→ **EXCERPTED PASSAGE**:

▼

Older Americans Month 2021: Communities of Strength

The Administration for Community Living (ACL) is pleased to announce that the theme of Older Americans Month (OAM) 2021 is Communities of Strength. Older adults have built resilience and strength over their lives through successes, failures, joys, and difficulties. Their stories and contributions help to support and inspire others.

In May, ACL will celebrate the strength of older adults and the Aging Network, with special emphasis on the power of connection and engagement in building strong communities.

There are many things we all can do to nurture ourselves, reinforce our strength, and continue to thrive. Connecting with others is one of the most important—it plays a vital role in our health and well-being, and in that of our communities.

From finding joy in small things and sharing our stories, to looking at the big picture and giving to others, ACL will promote the ways we are connected and strong. Join us in encouraging people of all ages to celebrate their communities and community members.

As an intern at JFCS, I have had the privilege of interacting with our senior clients during the coronavirus pandemic. Throughout a period of isolation, uncertainty, and fear, I have seen firsthand the resilience and positivity of older Americans. Whether I was assisting Senior Outreach Service (SOS) participants with the COVID vaccine pre-registration process, forming bonds with the Holocaust survivors through weekly check-in calls and Café Europa Zoom events, or delivering groceries to Healthy@Home clients, I have appreciated the opportunity to connect with older adults and learn about their life stories. My time at JFCS has taught me that older adults shape the communities they belong to by contributing wisdom, gratitude, and strength to those around them. As a young adult, I have benefited greatly from my relationships with JFCS’ older clients and will apply the lessons I have learned to my future career and personal life. This Older Americans Month, let us celebrate the invaluable role that older adults play in our communities.

Emmanuelle Farrell, MSW Intern

Hands-On Education: Impact Through Internship in a Pandemic

We are so pleased to welcome Emmanuelle Farrell, Rutgers MSW student, to the agency for her first internship. She works with clients in Senior Services, Case Management and the Food Pantry and offers to help staff in any way she can. Despite these challenging times, she has already hit the ground running in the few months that she has been here. 

Beverly Mishkin, LCSW, Director of Case Management & Senior Services

Meet Emmanuelle!

My name is Emmanuelle Farrell, and I am interning at JFCS this year as part of my Master of Social Work program at Rutgers University. As a first-year graduate student, working at JFCS has offered me crucial experience with older adults and food insecure residents of Mercer County. As the COVID-19 pandemic has prevented many of my classmates from interning in person, I feel very grateful to be able to complete my internship in the JFCS office, where the few staff members working in-person wear masks and remain socially distant at all times. This direct approach has allowed me to see firsthand the significant impacts of the pandemic on the communities that JFCS serves.

▲

→ **PROBLEM DETAILS**: Copy out the part of the Older Americans Month page word for word, beginning at the words "Emmanuelle Farrell, MSW" and stopping after "has been here.".

→ **GIVEN INFORMATION**:
▼

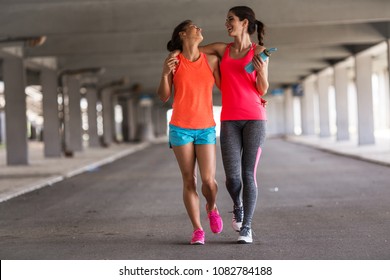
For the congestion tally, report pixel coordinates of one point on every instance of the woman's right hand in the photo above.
(171, 63)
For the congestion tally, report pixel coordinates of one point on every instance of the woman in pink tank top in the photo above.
(192, 128)
(243, 116)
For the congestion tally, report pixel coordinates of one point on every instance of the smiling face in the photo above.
(192, 32)
(234, 26)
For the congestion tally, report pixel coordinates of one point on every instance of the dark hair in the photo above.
(175, 43)
(244, 12)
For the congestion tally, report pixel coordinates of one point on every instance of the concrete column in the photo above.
(145, 131)
(276, 116)
(2, 127)
(107, 116)
(15, 111)
(132, 119)
(122, 101)
(307, 105)
(323, 102)
(388, 73)
(160, 120)
(51, 130)
(75, 125)
(363, 64)
(91, 96)
(289, 111)
(341, 90)
(117, 130)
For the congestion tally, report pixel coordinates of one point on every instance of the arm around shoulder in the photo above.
(214, 49)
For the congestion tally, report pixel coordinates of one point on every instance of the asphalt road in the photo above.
(312, 205)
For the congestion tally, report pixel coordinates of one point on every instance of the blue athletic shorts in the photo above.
(180, 136)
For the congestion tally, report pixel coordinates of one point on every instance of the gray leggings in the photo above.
(241, 145)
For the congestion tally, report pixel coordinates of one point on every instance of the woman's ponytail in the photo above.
(260, 32)
(175, 43)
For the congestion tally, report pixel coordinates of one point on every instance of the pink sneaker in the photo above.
(216, 223)
(197, 237)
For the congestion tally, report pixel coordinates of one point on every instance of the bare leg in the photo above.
(206, 157)
(186, 159)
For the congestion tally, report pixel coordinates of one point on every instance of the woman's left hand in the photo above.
(259, 64)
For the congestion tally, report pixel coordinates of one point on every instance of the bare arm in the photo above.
(261, 68)
(214, 66)
(165, 88)
(214, 49)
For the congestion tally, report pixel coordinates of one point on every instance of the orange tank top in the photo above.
(192, 102)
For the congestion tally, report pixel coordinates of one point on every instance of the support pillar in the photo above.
(15, 110)
(51, 129)
(307, 105)
(323, 102)
(289, 111)
(145, 131)
(341, 90)
(107, 116)
(363, 64)
(75, 124)
(91, 96)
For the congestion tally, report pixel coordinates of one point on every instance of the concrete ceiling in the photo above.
(128, 37)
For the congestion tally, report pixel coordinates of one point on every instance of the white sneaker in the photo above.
(238, 215)
(245, 236)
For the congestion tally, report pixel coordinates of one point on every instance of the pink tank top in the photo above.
(240, 98)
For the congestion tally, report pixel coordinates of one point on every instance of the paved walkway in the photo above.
(312, 205)
(41, 172)
(17, 180)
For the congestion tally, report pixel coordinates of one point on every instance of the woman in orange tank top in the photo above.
(192, 127)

▲

→ **SOLUTION TO THE EXERCISE**:
Emmanuelle Farrell, MSW Intern

Hands-On Education: Impact Through Internship in a Pandemic

We are so pleased to welcome Emmanuelle Farrell, Rutgers MSW student, to the agency for her first internship. She works with clients in Senior Services, Case Management and the Food Pantry and offers to help staff in any way she can. Despite these challenging times, she has already hit the ground running in the few months that she has been here.